# WHAT IS REQUIRED
Copy out the lines of the items below word for word, starting at the line that contains "of the asphalt" and ending at the line that contains "[(60, 497)]", with both of those lines included.

— START EXCERPTED RECORDS —

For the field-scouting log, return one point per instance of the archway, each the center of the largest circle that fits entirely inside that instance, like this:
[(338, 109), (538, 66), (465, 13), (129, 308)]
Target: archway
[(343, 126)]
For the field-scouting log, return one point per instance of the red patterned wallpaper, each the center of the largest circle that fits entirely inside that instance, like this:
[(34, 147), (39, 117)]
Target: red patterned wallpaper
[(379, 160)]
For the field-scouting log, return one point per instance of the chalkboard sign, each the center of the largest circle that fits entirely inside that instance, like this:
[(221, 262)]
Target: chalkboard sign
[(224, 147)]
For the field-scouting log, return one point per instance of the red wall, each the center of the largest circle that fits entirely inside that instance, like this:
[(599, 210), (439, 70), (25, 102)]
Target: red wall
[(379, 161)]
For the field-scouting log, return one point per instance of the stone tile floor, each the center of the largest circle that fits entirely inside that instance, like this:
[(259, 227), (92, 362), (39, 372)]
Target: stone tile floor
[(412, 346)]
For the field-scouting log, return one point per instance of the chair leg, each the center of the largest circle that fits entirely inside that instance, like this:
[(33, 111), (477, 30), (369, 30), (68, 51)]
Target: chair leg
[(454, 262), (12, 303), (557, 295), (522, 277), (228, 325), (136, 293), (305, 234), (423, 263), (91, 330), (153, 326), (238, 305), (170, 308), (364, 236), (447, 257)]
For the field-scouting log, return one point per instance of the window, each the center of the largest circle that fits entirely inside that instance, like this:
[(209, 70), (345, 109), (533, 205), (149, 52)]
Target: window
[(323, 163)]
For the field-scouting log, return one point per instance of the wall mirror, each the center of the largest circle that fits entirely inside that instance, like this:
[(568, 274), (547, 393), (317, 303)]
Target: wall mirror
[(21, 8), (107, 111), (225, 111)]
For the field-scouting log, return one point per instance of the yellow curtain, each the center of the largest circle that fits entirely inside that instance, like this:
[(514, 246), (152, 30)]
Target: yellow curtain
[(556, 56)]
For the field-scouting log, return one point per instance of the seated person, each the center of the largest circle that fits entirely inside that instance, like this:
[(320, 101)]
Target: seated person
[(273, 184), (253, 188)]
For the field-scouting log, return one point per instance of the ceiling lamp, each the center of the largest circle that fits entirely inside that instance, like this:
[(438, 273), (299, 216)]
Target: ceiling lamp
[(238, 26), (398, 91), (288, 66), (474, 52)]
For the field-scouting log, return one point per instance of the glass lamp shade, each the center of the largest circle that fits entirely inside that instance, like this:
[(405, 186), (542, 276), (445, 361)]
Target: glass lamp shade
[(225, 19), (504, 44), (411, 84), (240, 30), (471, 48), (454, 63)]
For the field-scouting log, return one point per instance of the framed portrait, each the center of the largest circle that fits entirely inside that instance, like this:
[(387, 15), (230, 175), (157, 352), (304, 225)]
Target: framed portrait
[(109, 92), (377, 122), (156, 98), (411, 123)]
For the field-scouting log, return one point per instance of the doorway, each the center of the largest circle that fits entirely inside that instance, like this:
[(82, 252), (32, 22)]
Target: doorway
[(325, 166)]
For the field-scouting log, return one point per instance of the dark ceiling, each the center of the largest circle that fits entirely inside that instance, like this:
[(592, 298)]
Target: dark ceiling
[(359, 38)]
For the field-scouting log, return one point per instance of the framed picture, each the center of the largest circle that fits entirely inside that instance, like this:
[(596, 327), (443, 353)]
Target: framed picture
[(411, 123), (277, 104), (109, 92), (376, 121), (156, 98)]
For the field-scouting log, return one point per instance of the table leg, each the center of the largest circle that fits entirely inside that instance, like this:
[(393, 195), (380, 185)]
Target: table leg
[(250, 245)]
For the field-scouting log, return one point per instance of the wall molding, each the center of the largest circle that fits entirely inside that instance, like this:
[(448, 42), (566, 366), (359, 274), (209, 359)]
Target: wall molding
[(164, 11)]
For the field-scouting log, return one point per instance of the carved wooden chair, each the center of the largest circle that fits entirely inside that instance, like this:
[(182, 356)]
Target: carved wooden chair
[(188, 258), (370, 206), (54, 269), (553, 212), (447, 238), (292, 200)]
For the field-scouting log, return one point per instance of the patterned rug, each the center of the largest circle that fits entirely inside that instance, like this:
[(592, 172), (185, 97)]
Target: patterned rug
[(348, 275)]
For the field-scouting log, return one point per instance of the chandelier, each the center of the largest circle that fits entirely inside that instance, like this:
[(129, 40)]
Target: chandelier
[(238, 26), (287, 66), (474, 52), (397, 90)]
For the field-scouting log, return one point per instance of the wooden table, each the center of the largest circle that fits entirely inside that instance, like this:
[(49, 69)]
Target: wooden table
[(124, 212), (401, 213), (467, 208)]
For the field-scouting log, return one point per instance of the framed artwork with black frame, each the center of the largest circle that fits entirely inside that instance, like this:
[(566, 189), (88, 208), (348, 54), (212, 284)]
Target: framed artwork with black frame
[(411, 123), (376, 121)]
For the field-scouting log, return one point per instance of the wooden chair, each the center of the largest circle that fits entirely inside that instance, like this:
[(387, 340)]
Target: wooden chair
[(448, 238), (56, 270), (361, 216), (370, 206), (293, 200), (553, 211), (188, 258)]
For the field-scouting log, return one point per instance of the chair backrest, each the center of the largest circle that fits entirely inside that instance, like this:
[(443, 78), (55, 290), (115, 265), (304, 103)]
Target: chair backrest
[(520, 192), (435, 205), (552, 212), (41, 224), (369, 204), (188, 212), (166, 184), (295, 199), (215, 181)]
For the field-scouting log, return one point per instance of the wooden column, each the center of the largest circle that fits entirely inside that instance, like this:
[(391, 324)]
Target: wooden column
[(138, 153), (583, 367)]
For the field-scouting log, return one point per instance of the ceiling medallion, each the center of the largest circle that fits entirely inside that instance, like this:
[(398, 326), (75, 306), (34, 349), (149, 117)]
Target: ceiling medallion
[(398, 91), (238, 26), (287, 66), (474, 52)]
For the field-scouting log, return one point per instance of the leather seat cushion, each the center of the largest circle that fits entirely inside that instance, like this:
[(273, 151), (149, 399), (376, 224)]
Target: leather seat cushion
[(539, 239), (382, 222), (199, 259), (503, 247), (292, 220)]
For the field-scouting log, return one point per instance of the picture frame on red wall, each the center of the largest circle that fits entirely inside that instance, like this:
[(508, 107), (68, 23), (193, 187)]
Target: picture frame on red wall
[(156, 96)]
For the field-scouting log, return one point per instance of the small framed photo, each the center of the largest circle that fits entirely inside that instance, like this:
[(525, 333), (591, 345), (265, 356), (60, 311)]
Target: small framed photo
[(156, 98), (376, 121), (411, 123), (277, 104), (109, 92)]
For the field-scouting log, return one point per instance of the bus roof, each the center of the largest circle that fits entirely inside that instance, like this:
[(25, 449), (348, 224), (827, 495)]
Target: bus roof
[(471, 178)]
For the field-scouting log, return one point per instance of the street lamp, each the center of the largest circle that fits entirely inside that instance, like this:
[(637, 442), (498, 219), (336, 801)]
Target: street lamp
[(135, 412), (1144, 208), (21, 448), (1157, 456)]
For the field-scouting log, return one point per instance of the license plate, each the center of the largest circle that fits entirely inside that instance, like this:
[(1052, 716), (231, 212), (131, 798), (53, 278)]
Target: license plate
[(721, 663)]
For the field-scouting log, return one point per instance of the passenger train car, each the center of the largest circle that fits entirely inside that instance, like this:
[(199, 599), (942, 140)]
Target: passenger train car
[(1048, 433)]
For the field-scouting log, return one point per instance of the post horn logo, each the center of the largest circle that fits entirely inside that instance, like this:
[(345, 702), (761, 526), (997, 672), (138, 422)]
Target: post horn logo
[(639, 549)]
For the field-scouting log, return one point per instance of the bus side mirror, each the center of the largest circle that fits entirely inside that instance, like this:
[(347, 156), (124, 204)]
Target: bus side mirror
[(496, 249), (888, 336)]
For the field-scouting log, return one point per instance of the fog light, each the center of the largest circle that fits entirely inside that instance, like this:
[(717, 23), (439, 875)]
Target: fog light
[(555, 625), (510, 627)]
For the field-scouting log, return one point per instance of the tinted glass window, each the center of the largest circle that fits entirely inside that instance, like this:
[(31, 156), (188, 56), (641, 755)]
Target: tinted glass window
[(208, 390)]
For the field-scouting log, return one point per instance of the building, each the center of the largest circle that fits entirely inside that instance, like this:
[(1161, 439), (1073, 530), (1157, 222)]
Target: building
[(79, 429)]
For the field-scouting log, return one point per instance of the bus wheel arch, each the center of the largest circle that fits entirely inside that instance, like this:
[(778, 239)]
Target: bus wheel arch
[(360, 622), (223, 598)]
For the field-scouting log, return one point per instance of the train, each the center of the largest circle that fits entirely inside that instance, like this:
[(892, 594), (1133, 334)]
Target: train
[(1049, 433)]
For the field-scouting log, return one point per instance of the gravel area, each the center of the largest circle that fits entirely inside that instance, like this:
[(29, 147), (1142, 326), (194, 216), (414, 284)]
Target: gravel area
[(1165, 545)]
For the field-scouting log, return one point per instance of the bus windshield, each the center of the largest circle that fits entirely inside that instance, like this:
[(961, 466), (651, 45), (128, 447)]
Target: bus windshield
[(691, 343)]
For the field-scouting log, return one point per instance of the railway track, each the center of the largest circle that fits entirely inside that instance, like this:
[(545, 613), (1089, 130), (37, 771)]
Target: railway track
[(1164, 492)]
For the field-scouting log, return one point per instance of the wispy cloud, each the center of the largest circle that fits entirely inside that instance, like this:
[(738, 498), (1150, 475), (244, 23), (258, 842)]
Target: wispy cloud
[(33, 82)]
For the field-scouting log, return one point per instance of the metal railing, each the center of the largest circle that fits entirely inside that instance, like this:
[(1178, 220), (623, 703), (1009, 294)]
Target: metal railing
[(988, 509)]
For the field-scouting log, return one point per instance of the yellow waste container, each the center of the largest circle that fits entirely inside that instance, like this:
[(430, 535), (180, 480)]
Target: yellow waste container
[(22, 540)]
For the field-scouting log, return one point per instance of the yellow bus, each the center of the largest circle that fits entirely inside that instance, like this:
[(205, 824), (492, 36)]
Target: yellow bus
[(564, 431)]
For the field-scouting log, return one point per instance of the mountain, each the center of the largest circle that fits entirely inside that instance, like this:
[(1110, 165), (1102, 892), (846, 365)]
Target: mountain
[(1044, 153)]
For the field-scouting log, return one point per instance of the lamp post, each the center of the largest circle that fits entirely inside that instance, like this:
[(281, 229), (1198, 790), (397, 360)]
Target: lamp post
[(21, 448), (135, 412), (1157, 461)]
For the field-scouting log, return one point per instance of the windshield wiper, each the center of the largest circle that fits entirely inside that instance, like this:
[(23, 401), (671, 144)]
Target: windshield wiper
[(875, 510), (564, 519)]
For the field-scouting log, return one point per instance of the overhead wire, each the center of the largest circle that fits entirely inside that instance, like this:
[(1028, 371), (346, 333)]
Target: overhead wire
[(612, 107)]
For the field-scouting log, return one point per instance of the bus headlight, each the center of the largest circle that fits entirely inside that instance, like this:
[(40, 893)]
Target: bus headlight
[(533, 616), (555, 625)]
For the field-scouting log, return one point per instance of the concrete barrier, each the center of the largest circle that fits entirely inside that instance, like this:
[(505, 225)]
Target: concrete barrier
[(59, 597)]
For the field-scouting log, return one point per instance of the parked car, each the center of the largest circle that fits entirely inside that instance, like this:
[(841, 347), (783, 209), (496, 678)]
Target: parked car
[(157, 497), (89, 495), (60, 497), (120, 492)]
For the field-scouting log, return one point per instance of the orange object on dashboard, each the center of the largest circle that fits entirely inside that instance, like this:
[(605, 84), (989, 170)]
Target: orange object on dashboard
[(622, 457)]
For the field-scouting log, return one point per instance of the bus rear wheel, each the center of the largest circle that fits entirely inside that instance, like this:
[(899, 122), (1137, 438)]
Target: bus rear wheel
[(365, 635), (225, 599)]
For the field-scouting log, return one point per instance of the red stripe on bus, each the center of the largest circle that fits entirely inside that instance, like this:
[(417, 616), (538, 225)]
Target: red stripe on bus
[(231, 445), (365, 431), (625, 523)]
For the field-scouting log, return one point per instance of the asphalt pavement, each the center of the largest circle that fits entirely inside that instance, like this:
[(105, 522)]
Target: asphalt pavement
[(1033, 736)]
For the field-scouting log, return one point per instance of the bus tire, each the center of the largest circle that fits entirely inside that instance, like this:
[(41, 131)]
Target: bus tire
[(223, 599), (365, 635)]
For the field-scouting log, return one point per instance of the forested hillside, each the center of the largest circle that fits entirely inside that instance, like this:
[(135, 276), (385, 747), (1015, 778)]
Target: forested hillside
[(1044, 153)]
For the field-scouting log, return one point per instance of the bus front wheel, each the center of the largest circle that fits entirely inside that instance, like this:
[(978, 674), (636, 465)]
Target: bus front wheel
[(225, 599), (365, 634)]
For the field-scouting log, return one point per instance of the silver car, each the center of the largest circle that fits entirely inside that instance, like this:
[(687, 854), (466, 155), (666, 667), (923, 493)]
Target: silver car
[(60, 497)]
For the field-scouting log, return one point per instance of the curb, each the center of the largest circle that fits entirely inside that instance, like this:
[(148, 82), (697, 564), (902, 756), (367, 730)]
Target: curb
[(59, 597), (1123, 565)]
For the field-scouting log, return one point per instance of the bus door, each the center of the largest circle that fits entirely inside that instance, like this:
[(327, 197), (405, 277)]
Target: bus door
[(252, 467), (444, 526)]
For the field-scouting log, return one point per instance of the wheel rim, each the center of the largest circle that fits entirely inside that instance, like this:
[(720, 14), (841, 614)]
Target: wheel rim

— END EXCERPTED RECORDS —

# TASK RESPONSE
For the field-scouting log, return one point per instance of the asphalt pavement, each the center of the largest circle that fits entirely inside that instance, like this:
[(105, 522)]
Target: asphalt pavement
[(1033, 736)]
For the field-scouting log, return one point per instance of the bus tire, each the center of the largest circle that fits entirely inside that instance, like this:
[(41, 131)]
Target: bus tire
[(223, 599), (365, 635)]
For the field-scouting log, return one point per instance of the forested hillside, each the center of the largest circle that fits entirely inside that instance, like this:
[(135, 276), (385, 747), (1015, 778)]
Target: forested hillside
[(1044, 153)]
For the field-scouting log, return one point per instance of the bus front wheel, each the center of the largest circle that fits entirely inside that instance, like this:
[(978, 674), (636, 465)]
Target: bus front wheel
[(225, 599), (365, 634)]
For the field-scouting log, return one point per instance of the silver car, each the center of the largest circle that fits entirely inside that instance, like this:
[(687, 854), (466, 155), (666, 667), (923, 493)]
Target: silver car
[(60, 497)]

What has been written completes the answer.